TASK GOAL: Rewrite the records below, swapping "loader bucket" for "excavator bucket" wherever it occurs and leaving everything else unchanged.
— Begin DATA FOR PROCESSING —
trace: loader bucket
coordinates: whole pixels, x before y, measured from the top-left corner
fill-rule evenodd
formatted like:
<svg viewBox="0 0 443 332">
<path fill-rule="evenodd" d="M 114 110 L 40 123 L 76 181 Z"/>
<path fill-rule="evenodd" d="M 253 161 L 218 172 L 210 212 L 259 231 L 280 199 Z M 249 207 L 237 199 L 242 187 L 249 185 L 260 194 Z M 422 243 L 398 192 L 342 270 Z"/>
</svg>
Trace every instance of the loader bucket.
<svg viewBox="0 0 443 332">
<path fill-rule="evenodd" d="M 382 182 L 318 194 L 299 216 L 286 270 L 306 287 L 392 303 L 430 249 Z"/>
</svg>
— End DATA FOR PROCESSING —
ANSWER IN FULL:
trace: excavator bucket
coordinates: whole pixels, x before y, measured from the top-left corner
fill-rule evenodd
formatted like:
<svg viewBox="0 0 443 332">
<path fill-rule="evenodd" d="M 114 110 L 40 123 L 76 181 Z"/>
<path fill-rule="evenodd" d="M 253 161 L 218 172 L 210 212 L 259 231 L 280 199 Z M 249 207 L 237 199 L 242 187 L 249 185 L 260 194 Z M 422 243 L 398 192 L 342 270 Z"/>
</svg>
Trace every instance of the excavator bucket.
<svg viewBox="0 0 443 332">
<path fill-rule="evenodd" d="M 382 182 L 318 194 L 299 216 L 286 270 L 306 287 L 392 303 L 430 249 Z"/>
</svg>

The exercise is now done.